Tasks to complete =
(1) In the passage on human-computer interaction and virtual and augmented reality, what senses does the sensory input of virtual reality most commonly cover?
(2) Carry on the passage about human-computer interaction, virtual reality and augmented reality from the point where it stops.

Text =
*** Block opens ***
IT11. Human-Computer Interaction; Virtual Reality; Augmented Reality

These three closely related fields encompass technologies that facilitate interactions among humans, computers and the external world and thereby enable many societally beneficial uses of information technology.

The field of Human-Computer Interaction (HCI) is focused on improving the efficiency and effectiveness of human-computer interfaces through the development of novel software and hardware designs to recognize and interpret human characteristics and behavior. Improvements in HCI technology can lead to enhanced virtual reality (VR) and augmented reality (AR) experiences by providing more natural and efficient ways for a user to interact with a real or virtual environment.

Technical sub-specialties within HCI are broad and varied, including (but not limited to): machine learning to anticipate and meet a user’s needs; speech recognition; voice control; gesture recognition (e.g., hand or eye tracking); behavior recognition; behavioral analytics; mood/emotion recognition; virtual assistants; visualization and display technology; tactile displays; haptics; biometric sensing; bioacoustic sensing; biosignal detection and processing. These technologies may be implemented on wearable devices such as smart watches, smart glasses and health trackers.

Virtual Reality involves providing sensory input to a user that replicates being present in a real or imagined environment. Most commonly the sensory input is limited to sight and sound, but it can also include other senses such as touch. Augmented Reality, on the other hand, involves a live direct or indirect experience of an environment, overlaid with computer-generated sensory input usually in the form of graphics, video and/or sound.

Applications of VR and AR include (but are not limited to): education – enhanced learning experiences; medical and healthcare – treatments for PTSD, phantom pain, anxieties and phobias, autism in children; support for complex tasks such as surgery, equipment assembly, or maintenance and repair by adding relevant information to the field of view of the user; training for medical personnel, law enforcement, military, and emergency responders; architectural design – experiencing a virtual building before it’s built; engineering and design; telepresence – for meetings and remote workers; market research – experiencing a virtual product that doesn’t yet exist; entertainment – cinema, music, and sports; tourism; product advertising and promotion; computer games.
*** Block closes ***
Record set =
*** Block opens ***
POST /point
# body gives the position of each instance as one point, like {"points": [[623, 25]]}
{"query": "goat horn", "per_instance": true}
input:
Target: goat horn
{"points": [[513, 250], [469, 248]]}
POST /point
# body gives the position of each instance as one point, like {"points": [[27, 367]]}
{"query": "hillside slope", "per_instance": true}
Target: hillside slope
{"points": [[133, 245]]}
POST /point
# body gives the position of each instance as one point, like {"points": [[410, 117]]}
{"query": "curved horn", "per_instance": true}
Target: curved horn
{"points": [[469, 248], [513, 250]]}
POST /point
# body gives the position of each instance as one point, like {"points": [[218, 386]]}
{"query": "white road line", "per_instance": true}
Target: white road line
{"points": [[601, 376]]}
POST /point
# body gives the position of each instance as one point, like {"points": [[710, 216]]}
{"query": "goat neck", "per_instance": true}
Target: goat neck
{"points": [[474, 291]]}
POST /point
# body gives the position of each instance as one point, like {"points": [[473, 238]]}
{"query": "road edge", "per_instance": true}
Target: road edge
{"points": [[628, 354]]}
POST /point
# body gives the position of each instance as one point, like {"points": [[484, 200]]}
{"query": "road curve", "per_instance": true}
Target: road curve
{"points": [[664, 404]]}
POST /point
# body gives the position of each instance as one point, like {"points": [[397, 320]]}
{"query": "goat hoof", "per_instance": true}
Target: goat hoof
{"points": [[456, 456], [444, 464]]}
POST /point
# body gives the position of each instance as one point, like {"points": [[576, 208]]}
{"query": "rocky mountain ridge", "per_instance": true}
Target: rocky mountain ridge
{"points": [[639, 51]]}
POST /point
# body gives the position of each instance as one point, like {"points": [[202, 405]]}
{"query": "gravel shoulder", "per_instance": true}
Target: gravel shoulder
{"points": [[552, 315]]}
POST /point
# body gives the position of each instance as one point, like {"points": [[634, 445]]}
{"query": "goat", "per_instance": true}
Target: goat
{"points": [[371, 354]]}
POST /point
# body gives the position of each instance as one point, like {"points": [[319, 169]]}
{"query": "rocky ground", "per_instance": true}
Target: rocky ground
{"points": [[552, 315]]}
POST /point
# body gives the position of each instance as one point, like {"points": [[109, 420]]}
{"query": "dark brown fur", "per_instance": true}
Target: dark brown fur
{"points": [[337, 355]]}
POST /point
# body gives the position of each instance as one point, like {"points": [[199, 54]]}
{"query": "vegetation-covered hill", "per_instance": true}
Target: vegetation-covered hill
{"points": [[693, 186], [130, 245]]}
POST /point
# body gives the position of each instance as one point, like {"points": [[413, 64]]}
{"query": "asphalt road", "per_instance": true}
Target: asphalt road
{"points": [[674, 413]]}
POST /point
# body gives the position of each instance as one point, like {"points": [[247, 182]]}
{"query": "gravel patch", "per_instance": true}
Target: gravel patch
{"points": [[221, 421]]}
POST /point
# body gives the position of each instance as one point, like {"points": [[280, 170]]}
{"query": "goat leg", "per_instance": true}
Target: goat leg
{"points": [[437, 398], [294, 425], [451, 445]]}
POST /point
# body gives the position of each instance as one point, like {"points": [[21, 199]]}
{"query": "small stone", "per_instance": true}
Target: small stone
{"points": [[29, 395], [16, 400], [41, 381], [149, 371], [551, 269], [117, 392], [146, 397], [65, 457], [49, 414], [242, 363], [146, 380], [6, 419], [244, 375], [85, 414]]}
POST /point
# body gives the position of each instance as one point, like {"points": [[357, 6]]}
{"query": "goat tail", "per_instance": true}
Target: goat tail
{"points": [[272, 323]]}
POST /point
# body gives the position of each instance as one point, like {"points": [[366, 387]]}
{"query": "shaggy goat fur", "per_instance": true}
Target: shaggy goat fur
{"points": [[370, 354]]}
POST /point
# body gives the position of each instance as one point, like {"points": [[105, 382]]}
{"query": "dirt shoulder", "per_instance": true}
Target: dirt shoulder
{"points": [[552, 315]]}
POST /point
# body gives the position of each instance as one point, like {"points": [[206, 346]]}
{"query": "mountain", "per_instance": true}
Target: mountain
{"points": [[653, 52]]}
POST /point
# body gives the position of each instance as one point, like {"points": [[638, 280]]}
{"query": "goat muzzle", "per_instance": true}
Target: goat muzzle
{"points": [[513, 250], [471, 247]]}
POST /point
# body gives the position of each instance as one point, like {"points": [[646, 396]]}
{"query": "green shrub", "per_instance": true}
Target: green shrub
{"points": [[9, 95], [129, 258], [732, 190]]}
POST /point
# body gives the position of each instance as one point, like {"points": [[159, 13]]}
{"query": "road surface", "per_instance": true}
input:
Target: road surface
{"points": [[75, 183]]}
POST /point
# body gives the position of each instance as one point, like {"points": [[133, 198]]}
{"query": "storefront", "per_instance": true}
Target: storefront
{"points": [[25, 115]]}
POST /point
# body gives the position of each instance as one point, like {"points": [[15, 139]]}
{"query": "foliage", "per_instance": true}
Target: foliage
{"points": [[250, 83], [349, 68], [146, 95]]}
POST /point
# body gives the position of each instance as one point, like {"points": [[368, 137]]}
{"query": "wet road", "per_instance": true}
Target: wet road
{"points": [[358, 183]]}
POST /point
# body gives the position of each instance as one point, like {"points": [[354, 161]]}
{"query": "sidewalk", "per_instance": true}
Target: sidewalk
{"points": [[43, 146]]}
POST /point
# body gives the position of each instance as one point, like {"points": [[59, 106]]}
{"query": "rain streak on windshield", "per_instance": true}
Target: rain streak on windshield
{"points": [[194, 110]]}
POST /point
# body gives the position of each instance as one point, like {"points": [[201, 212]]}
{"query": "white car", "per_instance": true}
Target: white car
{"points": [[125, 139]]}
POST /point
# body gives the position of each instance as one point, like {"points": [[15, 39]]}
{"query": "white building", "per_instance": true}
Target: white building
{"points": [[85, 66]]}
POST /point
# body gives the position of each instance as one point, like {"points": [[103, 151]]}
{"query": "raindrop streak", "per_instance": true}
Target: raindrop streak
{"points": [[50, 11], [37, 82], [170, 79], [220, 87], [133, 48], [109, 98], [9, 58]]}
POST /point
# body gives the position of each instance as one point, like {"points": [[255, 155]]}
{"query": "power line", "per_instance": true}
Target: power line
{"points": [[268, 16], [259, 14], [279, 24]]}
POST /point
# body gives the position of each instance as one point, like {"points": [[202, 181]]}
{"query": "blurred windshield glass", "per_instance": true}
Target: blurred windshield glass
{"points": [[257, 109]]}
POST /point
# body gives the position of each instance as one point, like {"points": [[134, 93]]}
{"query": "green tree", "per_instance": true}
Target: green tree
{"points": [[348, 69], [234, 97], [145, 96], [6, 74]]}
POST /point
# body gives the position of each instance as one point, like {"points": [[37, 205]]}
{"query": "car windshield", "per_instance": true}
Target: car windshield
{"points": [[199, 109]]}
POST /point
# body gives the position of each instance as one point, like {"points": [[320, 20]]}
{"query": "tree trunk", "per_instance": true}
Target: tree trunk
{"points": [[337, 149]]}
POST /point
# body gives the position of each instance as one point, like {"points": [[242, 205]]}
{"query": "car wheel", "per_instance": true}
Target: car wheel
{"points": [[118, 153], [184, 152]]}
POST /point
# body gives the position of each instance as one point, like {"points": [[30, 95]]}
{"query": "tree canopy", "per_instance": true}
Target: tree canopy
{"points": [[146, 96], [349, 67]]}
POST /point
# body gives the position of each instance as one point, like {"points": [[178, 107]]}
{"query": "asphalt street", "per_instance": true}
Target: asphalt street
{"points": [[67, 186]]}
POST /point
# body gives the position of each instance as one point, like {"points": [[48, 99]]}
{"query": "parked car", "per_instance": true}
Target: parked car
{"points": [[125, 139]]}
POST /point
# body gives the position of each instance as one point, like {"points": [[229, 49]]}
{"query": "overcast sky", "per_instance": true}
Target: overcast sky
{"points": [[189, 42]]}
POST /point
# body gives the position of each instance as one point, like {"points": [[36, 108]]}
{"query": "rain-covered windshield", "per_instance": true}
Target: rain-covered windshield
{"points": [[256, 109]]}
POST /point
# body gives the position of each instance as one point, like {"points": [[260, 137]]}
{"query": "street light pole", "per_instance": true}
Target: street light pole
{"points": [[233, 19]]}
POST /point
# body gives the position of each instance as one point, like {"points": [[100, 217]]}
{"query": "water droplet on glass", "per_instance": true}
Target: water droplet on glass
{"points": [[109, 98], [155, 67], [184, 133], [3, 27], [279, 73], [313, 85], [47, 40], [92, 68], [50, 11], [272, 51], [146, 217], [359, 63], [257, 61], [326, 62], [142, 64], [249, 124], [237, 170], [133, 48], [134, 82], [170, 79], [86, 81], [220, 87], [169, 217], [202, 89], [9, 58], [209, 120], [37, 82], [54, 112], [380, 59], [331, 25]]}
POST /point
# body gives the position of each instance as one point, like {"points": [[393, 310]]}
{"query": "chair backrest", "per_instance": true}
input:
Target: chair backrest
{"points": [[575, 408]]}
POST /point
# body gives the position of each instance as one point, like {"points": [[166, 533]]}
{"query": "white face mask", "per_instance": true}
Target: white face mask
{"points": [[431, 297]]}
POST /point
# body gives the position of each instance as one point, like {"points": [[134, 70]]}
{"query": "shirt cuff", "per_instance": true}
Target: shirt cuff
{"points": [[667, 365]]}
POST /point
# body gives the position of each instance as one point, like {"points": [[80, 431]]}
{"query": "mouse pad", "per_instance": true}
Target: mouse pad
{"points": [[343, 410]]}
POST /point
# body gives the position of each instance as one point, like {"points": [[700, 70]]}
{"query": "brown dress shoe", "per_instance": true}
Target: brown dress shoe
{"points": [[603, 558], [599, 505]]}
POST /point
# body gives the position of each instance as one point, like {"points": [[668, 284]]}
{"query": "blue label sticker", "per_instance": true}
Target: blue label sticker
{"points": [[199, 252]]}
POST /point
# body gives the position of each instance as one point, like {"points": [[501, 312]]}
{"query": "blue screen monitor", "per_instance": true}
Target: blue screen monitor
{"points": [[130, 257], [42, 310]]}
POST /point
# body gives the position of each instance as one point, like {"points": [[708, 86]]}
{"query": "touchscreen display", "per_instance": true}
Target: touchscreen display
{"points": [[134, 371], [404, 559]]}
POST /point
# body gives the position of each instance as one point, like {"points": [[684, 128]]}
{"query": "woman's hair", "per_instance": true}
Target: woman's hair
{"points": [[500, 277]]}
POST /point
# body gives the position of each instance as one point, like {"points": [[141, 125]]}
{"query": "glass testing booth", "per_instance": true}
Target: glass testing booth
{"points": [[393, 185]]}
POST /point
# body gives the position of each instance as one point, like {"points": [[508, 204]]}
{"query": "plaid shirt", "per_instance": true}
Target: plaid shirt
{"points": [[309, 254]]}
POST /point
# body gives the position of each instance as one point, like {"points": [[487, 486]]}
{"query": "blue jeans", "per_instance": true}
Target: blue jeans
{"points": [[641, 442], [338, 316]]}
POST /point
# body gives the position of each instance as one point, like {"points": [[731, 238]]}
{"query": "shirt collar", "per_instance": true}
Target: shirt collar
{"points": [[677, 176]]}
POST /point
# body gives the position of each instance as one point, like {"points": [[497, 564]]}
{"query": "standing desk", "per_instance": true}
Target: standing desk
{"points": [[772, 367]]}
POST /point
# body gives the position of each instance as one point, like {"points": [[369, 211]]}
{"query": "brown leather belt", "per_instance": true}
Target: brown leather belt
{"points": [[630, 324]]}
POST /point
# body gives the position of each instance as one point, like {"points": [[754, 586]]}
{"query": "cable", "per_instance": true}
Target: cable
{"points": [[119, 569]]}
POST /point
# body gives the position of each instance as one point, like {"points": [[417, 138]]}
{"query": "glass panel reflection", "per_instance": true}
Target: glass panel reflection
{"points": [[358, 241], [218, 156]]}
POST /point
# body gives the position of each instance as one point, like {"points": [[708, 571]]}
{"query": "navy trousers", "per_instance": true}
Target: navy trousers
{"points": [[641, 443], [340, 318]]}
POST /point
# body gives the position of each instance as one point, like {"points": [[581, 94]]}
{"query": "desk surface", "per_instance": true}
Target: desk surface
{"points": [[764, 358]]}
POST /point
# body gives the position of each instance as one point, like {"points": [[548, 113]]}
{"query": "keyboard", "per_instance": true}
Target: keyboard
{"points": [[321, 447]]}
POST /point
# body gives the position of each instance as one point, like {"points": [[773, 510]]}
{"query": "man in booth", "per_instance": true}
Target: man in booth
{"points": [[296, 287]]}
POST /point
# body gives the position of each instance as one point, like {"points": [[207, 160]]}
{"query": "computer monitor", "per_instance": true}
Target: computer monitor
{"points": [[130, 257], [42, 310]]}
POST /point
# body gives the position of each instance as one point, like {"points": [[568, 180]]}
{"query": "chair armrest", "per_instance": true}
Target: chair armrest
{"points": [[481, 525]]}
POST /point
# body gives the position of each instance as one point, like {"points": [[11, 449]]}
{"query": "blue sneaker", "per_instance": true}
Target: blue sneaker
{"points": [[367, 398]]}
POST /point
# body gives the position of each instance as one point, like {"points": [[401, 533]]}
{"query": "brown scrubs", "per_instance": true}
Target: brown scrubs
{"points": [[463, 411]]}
*** Block closes ***
Outputs by task =
(1) Sight and sound.

(2)
IT12. Social Media; Collaborative Networking

This subtopic focuses on commercially viable information technology innovations that will add value to social, professional, business, or technical interactions over the internet.

Examples of relevant technical fields and applications include (but are not limited to): services based on crowdsourced information; collaborative healthcare; the sharing economy; professional networks; B2B networking; image and video centric networks; micro video; social networking tools; visual content optimization (image and video) for social media; video sharing.

IT13. Software

This subtopic focuses on information technology innovations that are embodied in software and provide important new or enhanced capabilities that will usually be generalized, rather than directed to a specific use case. Examples of such capabilities include (but are not limited to): enhanced computational speed or efficiency; new or improved functionality; improved or extended performance; increased ease of use and accessibility.

The range of possible innovations under this subtopic is too broad to attempt to describe here. Past examples of significant software innovations cover a wide range of technical approaches and resulting new capabilities, and include (but are obviously not limited to): Object-Oriented Programming; the GUI; HTTP; HTML; TCP/IP; SQL; internet search engine(s); the spreadsheet; word processing; MapReduce; virtualization.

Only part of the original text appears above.